**Given data**
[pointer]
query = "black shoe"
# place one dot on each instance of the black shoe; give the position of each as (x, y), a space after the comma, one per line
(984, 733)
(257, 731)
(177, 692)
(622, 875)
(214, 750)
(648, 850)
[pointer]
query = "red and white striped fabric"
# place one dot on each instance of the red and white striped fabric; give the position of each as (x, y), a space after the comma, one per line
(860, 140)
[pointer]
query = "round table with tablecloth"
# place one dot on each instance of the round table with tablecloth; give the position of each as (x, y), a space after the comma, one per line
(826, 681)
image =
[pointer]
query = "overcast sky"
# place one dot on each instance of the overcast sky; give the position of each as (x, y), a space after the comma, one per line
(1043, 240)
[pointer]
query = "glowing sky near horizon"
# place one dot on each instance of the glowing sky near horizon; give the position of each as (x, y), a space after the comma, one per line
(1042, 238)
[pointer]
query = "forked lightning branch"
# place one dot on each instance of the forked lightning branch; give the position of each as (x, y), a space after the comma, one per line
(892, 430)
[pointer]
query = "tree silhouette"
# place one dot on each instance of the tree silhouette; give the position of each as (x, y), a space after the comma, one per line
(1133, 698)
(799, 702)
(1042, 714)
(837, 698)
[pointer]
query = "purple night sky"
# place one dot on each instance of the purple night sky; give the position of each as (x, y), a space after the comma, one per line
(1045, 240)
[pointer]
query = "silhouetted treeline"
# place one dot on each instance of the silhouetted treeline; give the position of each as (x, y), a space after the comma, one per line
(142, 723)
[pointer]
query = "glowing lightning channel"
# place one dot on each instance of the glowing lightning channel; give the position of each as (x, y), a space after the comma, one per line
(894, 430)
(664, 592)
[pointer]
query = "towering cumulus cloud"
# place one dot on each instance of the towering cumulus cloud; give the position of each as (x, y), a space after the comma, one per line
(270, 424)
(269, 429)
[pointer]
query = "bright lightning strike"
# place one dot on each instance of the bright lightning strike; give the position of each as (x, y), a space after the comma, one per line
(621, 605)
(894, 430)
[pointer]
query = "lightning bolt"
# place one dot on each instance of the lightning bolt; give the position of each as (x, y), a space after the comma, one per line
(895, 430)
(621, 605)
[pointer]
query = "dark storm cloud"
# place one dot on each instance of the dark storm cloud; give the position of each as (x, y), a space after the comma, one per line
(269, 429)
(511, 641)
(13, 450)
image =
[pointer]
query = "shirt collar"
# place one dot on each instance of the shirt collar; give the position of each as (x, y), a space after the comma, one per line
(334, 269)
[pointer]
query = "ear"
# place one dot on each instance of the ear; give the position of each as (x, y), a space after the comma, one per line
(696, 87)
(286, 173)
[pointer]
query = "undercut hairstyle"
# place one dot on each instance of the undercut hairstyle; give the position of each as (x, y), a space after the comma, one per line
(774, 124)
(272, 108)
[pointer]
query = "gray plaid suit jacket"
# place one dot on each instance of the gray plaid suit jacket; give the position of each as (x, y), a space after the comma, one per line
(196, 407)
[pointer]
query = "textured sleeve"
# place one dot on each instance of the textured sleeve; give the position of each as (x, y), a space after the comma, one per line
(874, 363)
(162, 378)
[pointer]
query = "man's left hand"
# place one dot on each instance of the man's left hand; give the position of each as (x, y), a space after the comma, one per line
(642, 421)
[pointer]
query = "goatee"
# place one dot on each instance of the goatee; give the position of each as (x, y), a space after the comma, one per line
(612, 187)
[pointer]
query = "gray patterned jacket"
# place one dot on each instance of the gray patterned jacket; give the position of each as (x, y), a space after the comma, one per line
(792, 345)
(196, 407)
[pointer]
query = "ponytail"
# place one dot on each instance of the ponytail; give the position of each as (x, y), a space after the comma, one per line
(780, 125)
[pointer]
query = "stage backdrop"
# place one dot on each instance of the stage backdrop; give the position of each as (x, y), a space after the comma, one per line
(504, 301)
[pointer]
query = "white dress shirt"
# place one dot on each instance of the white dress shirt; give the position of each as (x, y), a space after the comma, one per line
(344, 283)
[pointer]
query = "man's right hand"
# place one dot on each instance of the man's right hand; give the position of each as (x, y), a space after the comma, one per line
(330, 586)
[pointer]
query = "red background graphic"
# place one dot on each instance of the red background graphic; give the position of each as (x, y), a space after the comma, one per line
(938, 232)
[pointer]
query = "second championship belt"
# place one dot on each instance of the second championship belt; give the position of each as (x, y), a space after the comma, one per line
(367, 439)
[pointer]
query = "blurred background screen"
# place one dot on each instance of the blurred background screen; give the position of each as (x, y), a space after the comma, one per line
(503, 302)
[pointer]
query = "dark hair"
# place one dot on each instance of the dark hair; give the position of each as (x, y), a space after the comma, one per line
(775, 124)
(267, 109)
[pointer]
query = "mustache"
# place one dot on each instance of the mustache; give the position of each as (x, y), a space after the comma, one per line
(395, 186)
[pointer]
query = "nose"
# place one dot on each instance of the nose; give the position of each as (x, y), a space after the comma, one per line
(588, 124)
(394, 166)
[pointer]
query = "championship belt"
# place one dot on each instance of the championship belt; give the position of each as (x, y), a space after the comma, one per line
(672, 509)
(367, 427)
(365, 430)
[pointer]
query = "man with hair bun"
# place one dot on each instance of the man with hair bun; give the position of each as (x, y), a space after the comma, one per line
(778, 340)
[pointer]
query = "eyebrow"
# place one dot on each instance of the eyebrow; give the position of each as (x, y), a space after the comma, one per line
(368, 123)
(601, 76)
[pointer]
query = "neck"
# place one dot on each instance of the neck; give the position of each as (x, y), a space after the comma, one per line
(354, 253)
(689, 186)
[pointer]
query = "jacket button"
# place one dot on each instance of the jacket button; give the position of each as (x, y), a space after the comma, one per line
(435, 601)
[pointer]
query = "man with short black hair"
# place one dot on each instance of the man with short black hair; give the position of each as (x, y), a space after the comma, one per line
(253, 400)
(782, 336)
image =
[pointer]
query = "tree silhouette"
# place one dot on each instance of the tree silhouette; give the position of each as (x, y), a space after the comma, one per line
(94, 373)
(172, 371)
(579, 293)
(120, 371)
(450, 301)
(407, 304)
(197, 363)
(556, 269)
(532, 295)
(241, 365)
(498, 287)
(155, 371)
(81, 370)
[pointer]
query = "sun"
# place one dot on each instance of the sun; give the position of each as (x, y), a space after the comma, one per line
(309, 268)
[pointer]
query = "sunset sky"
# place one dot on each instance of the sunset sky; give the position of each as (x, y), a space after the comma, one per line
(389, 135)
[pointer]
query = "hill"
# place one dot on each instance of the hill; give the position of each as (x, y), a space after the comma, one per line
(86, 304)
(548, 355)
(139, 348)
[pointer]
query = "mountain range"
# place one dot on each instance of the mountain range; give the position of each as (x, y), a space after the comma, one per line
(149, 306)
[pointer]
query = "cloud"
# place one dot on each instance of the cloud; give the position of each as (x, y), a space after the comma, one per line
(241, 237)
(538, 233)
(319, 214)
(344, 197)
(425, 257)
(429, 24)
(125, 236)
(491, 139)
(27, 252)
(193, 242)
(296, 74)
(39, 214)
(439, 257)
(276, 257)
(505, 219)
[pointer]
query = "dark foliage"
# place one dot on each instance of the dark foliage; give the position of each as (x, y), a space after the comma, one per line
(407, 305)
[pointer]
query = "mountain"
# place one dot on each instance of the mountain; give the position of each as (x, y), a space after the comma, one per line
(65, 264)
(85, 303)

**Exercise details**
Every line of the data above should be reproduced word for word.

**Problem solution**
[pointer]
query = "black shoe"
# place one dot on each instance of the black shoe; give the position of each as (x, y), a space after the comma, one per line
(984, 733)
(257, 731)
(177, 692)
(622, 875)
(214, 750)
(648, 850)
[pointer]
query = "red and white striped fabric"
# place one dot on each instance of the red and white striped fabric; give the position of each as (x, y), a space after the comma, one per line
(860, 140)
[pointer]
query = "round table with tablecloth"
# place one dot on each instance of the round table with tablecloth; give the position of each as (x, y), a space after the comma, one per line
(826, 681)
image =
[pointer]
query = "overcast sky"
# place one dot on each instance of the overcast sky; give the position of each as (x, y), a space after the comma, one per line
(1043, 240)
[pointer]
query = "glowing sky near horizon"
# place one dot on each instance of the glowing sky near horizon; give the position of each as (x, y), a space after the comma, one per line
(1042, 238)
[pointer]
query = "forked lightning branch"
# place one dot on each instance of the forked lightning branch; give the position of each as (x, y), a space after the comma, one per line
(892, 430)
[pointer]
query = "tree silhouette"
# place one dot on each instance of the tree silhouette; give the position of each as (x, y), a space after the comma, one per line
(1133, 698)
(799, 702)
(1042, 714)
(837, 698)
[pointer]
query = "purple night sky"
# place one dot on each instance of the purple night sky; give the position of each as (x, y), a space after the comma, one per line
(1045, 240)
[pointer]
query = "silhouetted treeline"
# place one dot on each instance of the silhouetted treeline; give the position of each as (x, y), a space after the comma, one per line
(142, 723)
[pointer]
query = "glowing lightning channel"
# place one dot on each instance of the glowing lightning channel; give the position of each as (x, y), a space after the comma, one per line
(894, 430)
(664, 592)
[pointer]
query = "towering cumulus cloud"
# place one dot on each instance of the towering cumulus cloud; give the position of each as (x, y), a space after the comma, one per line
(270, 424)
(269, 429)
[pointer]
query = "bright lightning strike"
# place one dot on each instance of the bright lightning strike; give the position of each as (x, y), a space after the comma, one per line
(621, 605)
(894, 430)
[pointer]
query = "lightning bolt"
# place one dot on each instance of the lightning bolt; give the position of each as (x, y), a space after the comma, one per line
(895, 430)
(621, 605)
[pointer]
query = "dark storm cloud"
# place one dot on each instance of the dark storm cloud; give the position of each as (x, y), a space after the comma, one per line
(269, 429)
(511, 641)
(13, 450)
image =
[pointer]
query = "shirt collar"
# place one dot on each instance of the shirt collar; give the position of each as (x, y), a space after the comma, one per line
(334, 269)
[pointer]
query = "ear"
# place one dot on each instance of the ear; give the position of each as (x, y), a space after the comma, one per line
(696, 87)
(286, 173)
[pointer]
query = "undercut hairstyle"
# place one dot on each instance of the undercut hairstyle; give the position of each as (x, y), a space after the comma, one per line
(774, 124)
(272, 108)
[pointer]
query = "gray plaid suit jacket"
# place one dot on each instance of the gray plaid suit jacket; give the position of each as (x, y), a space after the comma, one per line
(196, 407)
[pointer]
query = "textured sleeve"
# place one dot on each instance of the textured sleeve; give the position of each as (x, y), a space after the comma, one per line
(874, 363)
(162, 378)
[pointer]
query = "man's left hand"
# place one dot on each instance of the man's left hand; give the position of each as (x, y), a space after the comma, one per line
(642, 421)
[pointer]
query = "goatee"
# place one dot on each instance of the goatee; give the position of each as (x, y), a space after the comma, one per line
(612, 187)
[pointer]
query = "gray patterned jacket"
# place one dot on each instance of the gray patterned jacket; give the position of each as (x, y), a space after the comma, one per line
(792, 345)
(196, 407)
[pointer]
query = "ponytail"
# place one dot on each instance of the ponytail; give the position of each as (x, y), a space after the comma, one per line
(780, 125)
[pointer]
query = "stage backdrop"
# place one dot on each instance of the stage backdrop; give the position of each as (x, y), a space after the comma, one per line
(504, 301)
[pointer]
query = "white dress shirt"
# place one dot on each instance of the white dress shirt; give the position of each as (x, y), a space after the comma, one per line
(344, 283)
[pointer]
query = "man's right hand"
# place one dot on each instance of the man's right hand; give the position of each as (x, y), a space after the comma, one per line
(330, 586)
[pointer]
query = "red background graphic"
# place one dot on each instance of the red background graphic; give the position of each as (x, y), a space after the comma, one per line
(938, 232)
[pointer]
query = "second championship belt"
# place one dot on each instance of the second championship belt; give the position of each as (x, y), a space after the comma, one per line
(367, 439)
[pointer]
query = "blurred background screen"
# place one dot on each instance of the blurred background screen; give the position of each as (x, y), a space after the comma, one per line
(503, 302)
[pointer]
query = "dark hair"
# place one dot on each instance of the dark hair; give the position of each as (x, y), a space after the comma, one per line
(775, 124)
(267, 109)
[pointer]
query = "mustache"
# place one dot on each instance of the mustache; give the position of each as (x, y), a space after the comma, one per line
(395, 186)
[pointer]
query = "nose"
# place one dot on each instance of the nose; give the position of each as (x, y), a space after the comma, one per line
(588, 124)
(394, 166)
[pointer]
query = "championship belt"
# place one dot on each instance of the championship belt; give the position of each as (x, y), a space after the comma, one per line
(672, 509)
(367, 427)
(365, 430)
[pointer]
query = "man with hair bun"
# place one dot on each instance of the man with hair bun; give the position of each as (x, y), a space after the comma, one per line
(778, 340)
[pointer]
query = "eyebrow"
# place one dot on each instance of the eyebrow; give the position of each as (x, y), a space after the comma, one per line
(368, 123)
(601, 76)
[pointer]
query = "neck"
# place one dot on each instance of the neck; give the position of each as (x, y), a space after the comma, one per line
(354, 253)
(689, 186)
[pointer]
query = "jacket button"
# place one dot on each instance of the jacket button; give the position of each as (x, y), a space after the comma, one per line
(435, 601)
[pointer]
query = "man with short black hair"
# place one dot on each instance of the man with short black hair; give the position of each as (x, y), a space after the comma, one per line
(253, 400)
(782, 336)
image =
[pointer]
query = "tree silhouette"
# place one dot on each instance of the tree silhouette; give the position of each as (x, y), a space after the comma, one per line
(94, 373)
(172, 371)
(579, 293)
(120, 371)
(450, 301)
(407, 304)
(197, 363)
(556, 269)
(532, 295)
(241, 365)
(498, 287)
(155, 371)
(81, 370)
[pointer]
query = "sun"
# place one dot on each instance of the sun; give the position of each as (x, y), a space after the comma, one per line
(309, 268)
[pointer]
query = "sunset sky"
# place one dot on each instance of the sunset sky; give the position of each as (x, y), a space after the comma, one per line
(389, 135)
[pointer]
query = "hill"
# place one dot on each instance of the hill; give the position of each as (x, y), a space after the comma, one per line
(86, 304)
(548, 355)
(139, 348)
[pointer]
query = "mountain range"
# place one dot on each instance of the mountain range; give the position of each as (x, y), a space after the comma, one per line
(149, 306)
[pointer]
query = "cloud"
# place one dot on each instance of the cloud; give the position of each as (x, y), a space after the comma, one per line
(241, 237)
(538, 233)
(319, 214)
(344, 197)
(425, 257)
(429, 24)
(125, 236)
(491, 139)
(27, 252)
(193, 242)
(296, 74)
(39, 214)
(439, 257)
(276, 257)
(505, 219)
[pointer]
query = "dark foliage"
# place one dot on each instance of the dark foliage; give the position of each as (x, y), a space after the comma, one per line
(407, 305)
[pointer]
query = "mountain"
# place one dot on each instance of the mountain; give the position of each as (x, y), a space after the comma, one per line
(65, 264)
(85, 303)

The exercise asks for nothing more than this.